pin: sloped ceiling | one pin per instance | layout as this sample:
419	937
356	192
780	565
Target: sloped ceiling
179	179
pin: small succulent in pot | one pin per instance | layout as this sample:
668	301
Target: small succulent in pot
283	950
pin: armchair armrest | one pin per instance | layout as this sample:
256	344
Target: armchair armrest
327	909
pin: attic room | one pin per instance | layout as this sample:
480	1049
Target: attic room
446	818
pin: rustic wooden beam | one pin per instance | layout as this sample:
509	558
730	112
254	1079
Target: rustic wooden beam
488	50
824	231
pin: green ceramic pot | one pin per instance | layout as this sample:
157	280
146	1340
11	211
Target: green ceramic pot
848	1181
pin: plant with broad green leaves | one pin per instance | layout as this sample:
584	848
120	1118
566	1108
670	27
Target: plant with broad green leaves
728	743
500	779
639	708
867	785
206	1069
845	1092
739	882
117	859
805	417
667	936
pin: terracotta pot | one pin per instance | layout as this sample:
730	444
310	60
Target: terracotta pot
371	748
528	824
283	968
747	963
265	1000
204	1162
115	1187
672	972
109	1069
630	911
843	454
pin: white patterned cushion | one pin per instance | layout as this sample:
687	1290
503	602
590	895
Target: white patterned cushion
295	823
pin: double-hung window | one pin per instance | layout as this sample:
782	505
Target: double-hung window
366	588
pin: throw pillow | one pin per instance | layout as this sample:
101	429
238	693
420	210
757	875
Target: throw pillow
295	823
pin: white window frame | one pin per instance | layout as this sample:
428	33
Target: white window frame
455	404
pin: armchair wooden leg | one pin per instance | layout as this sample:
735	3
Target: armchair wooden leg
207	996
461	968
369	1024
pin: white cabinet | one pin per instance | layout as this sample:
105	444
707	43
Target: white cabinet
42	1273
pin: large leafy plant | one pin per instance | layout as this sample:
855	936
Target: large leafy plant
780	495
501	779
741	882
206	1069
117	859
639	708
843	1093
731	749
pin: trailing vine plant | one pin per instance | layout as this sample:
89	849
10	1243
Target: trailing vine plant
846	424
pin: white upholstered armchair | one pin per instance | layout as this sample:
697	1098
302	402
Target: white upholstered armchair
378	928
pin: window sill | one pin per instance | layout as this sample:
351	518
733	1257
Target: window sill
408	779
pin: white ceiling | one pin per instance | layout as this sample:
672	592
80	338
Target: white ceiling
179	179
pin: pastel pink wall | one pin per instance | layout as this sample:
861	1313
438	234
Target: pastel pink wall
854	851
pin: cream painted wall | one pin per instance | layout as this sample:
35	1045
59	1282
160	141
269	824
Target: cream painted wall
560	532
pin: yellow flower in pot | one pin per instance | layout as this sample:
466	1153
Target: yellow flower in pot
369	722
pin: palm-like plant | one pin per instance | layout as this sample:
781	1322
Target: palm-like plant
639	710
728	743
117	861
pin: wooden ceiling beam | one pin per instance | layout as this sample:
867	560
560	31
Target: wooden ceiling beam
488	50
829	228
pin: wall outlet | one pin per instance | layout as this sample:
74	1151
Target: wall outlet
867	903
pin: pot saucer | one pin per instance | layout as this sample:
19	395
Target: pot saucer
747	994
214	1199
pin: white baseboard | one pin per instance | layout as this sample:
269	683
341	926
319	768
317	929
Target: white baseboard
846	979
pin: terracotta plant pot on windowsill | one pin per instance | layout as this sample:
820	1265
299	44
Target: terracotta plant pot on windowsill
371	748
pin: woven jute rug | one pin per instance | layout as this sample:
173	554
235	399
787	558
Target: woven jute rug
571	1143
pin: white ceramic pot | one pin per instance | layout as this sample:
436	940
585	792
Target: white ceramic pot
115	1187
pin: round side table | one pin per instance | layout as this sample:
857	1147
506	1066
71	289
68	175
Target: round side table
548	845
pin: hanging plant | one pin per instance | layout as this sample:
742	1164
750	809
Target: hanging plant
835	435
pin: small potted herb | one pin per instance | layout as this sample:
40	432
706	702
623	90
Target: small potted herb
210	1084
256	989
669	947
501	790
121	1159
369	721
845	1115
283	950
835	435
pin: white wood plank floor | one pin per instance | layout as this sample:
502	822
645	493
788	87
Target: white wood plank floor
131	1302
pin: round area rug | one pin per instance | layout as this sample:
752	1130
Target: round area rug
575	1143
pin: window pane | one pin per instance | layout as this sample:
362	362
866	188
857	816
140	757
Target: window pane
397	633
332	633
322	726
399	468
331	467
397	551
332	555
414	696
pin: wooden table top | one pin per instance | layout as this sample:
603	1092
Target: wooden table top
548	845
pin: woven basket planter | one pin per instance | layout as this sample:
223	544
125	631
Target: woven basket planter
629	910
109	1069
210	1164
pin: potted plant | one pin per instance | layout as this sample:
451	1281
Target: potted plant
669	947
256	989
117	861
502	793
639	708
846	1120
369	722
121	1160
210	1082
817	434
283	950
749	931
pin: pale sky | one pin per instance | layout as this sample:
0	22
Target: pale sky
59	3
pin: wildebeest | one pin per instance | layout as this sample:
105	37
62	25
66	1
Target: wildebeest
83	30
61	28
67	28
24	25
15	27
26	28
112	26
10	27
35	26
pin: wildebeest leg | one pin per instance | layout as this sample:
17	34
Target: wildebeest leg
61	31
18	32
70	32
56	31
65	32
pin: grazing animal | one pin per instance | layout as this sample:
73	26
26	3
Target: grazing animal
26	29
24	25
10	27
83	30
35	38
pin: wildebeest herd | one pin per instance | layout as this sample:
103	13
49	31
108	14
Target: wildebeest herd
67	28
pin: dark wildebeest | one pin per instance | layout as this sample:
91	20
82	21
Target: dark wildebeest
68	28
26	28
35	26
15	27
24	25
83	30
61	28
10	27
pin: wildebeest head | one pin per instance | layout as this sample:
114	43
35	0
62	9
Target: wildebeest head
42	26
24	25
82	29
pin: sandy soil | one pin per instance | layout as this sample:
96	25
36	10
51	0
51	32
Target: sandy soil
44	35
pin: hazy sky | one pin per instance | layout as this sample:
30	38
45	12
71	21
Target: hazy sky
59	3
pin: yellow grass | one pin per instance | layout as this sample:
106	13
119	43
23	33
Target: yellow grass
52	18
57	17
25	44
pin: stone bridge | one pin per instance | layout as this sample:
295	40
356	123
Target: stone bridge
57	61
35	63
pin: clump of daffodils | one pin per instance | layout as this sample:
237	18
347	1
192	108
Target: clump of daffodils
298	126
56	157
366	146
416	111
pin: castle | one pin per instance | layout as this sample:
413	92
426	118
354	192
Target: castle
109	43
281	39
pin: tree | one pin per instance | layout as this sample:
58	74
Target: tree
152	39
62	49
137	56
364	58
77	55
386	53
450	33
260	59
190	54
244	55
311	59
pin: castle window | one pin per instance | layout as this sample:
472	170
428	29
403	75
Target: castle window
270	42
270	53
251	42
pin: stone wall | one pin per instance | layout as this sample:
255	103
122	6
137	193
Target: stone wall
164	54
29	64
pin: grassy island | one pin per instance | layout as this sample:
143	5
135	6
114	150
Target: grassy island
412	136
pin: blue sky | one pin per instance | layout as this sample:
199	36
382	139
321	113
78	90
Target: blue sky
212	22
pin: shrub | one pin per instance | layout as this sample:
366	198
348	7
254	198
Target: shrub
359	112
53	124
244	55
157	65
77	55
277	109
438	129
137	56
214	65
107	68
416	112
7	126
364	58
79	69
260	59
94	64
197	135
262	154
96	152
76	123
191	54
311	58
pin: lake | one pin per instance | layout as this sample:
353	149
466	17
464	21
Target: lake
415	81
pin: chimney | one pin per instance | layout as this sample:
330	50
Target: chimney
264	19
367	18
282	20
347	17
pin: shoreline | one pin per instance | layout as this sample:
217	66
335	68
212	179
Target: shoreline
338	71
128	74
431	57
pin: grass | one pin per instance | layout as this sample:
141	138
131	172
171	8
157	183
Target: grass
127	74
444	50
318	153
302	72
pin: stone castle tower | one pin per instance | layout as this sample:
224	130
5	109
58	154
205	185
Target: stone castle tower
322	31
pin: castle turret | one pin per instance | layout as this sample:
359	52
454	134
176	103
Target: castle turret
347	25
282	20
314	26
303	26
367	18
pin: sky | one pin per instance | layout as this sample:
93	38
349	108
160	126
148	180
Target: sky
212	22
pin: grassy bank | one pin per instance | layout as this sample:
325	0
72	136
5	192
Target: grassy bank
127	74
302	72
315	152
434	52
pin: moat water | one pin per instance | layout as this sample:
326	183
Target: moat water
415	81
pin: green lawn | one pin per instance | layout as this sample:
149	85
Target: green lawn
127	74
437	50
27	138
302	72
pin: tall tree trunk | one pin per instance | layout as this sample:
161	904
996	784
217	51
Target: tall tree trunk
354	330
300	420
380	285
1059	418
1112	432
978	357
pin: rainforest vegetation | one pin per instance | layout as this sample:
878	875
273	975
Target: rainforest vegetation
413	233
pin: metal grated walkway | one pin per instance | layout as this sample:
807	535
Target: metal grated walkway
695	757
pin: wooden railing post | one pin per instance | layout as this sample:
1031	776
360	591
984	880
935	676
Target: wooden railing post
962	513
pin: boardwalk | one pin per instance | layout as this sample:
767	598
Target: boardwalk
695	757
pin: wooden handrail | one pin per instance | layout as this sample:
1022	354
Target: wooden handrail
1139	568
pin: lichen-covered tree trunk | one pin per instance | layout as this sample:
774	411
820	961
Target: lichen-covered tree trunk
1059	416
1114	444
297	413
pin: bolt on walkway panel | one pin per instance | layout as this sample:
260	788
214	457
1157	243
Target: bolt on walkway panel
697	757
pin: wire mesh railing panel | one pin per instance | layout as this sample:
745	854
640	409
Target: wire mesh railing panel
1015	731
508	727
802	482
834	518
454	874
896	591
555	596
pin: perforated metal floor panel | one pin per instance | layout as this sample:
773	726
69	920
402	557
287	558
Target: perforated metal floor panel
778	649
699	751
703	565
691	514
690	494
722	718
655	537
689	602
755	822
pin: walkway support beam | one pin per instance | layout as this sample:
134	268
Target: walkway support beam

**Set problem**
Give again only the lines of the material above that run from the one with "pin: bolt on" through the end, both included, exactly as they appear.

**Solved problem**
pin: bolt on walkway panel | one pin per instance | layout as this sample:
260	788
214	457
1157	243
Target: bolt on walkway panel
697	757
pin: wire mesh railing panel | one pin per instance | layout as this sample:
745	854
640	409
Target: wire mesh railing panel
1015	731
508	727
802	482
834	518
454	874
896	591
555	596
pin: perforated metal floor panel | one pin per instance | layout as this sample:
773	726
69	920
402	557
287	558
Target: perforated metal floor panel
778	649
699	751
703	565
691	514
690	494
722	718
655	537
689	602
755	822
pin: walkway support beam | one pin per instance | layout as this sample:
134	268
Target: walkway support beam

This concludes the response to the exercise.